### [Short problem]
Find the line containing "Category: green costume figure" in the material below; copy that line and all following lines exactly.
== Listed entries ==
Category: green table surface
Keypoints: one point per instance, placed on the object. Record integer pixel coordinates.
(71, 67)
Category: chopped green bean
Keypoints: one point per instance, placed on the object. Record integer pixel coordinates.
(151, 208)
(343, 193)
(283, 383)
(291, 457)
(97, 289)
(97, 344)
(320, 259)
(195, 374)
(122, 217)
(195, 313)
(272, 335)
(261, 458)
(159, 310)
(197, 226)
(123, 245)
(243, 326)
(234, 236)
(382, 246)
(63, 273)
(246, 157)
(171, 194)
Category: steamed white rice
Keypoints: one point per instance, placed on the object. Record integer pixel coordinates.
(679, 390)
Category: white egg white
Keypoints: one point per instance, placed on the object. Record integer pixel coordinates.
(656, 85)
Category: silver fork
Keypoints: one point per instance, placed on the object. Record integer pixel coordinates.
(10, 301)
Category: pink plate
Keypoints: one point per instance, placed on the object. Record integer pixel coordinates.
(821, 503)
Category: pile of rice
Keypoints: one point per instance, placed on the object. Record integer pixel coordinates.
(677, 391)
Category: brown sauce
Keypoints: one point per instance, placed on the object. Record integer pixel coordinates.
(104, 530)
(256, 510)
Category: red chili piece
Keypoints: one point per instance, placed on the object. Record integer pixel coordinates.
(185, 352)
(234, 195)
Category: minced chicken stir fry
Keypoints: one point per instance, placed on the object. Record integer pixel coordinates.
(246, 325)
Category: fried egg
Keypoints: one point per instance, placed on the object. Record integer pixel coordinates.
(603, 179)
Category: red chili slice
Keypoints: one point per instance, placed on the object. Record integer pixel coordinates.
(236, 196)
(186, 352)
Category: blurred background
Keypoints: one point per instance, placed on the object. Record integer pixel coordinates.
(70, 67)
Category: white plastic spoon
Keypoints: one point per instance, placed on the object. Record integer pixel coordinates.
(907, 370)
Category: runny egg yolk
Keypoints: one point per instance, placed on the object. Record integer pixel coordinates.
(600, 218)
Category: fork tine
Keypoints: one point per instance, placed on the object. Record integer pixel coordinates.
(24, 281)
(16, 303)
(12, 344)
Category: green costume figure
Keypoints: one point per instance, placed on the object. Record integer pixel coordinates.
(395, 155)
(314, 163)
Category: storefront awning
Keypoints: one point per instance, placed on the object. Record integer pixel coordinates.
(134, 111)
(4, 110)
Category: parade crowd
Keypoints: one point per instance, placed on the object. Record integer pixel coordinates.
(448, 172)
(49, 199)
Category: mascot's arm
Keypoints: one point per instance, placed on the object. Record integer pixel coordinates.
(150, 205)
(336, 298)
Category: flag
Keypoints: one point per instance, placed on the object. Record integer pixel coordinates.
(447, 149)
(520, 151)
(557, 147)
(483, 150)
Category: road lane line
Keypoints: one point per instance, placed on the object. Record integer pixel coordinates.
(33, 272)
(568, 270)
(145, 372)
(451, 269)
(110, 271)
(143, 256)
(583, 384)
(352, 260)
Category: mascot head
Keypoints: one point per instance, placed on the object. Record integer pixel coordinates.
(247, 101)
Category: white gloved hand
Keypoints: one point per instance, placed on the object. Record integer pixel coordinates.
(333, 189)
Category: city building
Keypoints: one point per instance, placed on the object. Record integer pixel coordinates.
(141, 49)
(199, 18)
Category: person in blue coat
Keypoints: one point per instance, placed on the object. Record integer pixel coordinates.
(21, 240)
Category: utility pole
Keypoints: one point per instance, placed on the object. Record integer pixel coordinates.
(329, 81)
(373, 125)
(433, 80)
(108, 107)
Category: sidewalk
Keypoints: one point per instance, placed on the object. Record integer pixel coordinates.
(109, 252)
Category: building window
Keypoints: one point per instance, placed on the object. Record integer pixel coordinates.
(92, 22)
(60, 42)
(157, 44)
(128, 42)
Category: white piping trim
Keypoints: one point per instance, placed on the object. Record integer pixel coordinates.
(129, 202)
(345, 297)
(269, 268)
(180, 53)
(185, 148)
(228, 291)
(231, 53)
===
### [Finished task]
Category: green costume figure
Keypoints: one point per instance, placed on the object. Record integer pixel coordinates.
(395, 155)
(314, 163)
Category: storefront awning
Keypoints: one point per instance, placed on the object. Record integer pixel coordinates.
(134, 111)
(4, 110)
Category: parade crowd
Keypoints: one point per instance, placed on the object. Record integer pixel coordinates.
(448, 172)
(49, 199)
Category: mascot's arm
Keypoints: one point per instance, placed on the object. Record integer pixel coordinates.
(150, 205)
(336, 298)
Category: flag
Keypoints: one point per instance, placed on the object. Record integer pixel coordinates.
(447, 149)
(520, 151)
(557, 147)
(483, 150)
Category: road lane line
Keypoints: one point per instance, placed on the object. Record integer pixel coordinates.
(33, 272)
(568, 270)
(145, 372)
(451, 269)
(110, 271)
(143, 256)
(583, 384)
(352, 260)
Category: mascot head
Keypoints: one point per instance, placed on the object. Record integer pixel coordinates.
(247, 101)
Category: white gloved hand
Keypoints: one point per instance, placed on the object. Record integer pixel coordinates.
(333, 189)
Category: city building
Keypoints: one point per instance, placed on the object. Record integer pixel coordinates.
(141, 49)
(199, 18)
Category: person in blue coat
Keypoints: one point per instance, placed on the object. Record integer pixel coordinates.
(21, 240)
Category: utility pole
Keypoints: one point per instance, placed on the object. Record integer pixel coordinates.
(329, 81)
(373, 125)
(433, 80)
(108, 107)
Category: sidewalk
Keypoints: one point per instance, placed on the object. Record integer pixel coordinates.
(109, 252)
Category: building window
Keypoints: one point per instance, placed on the object. Record integer pixel coordinates.
(92, 22)
(60, 42)
(157, 44)
(128, 42)
Category: white piping trim
Keypoints: one point per instance, placed on the object. Record integer pixel coordinates.
(129, 202)
(345, 297)
(269, 268)
(180, 53)
(185, 148)
(228, 291)
(231, 53)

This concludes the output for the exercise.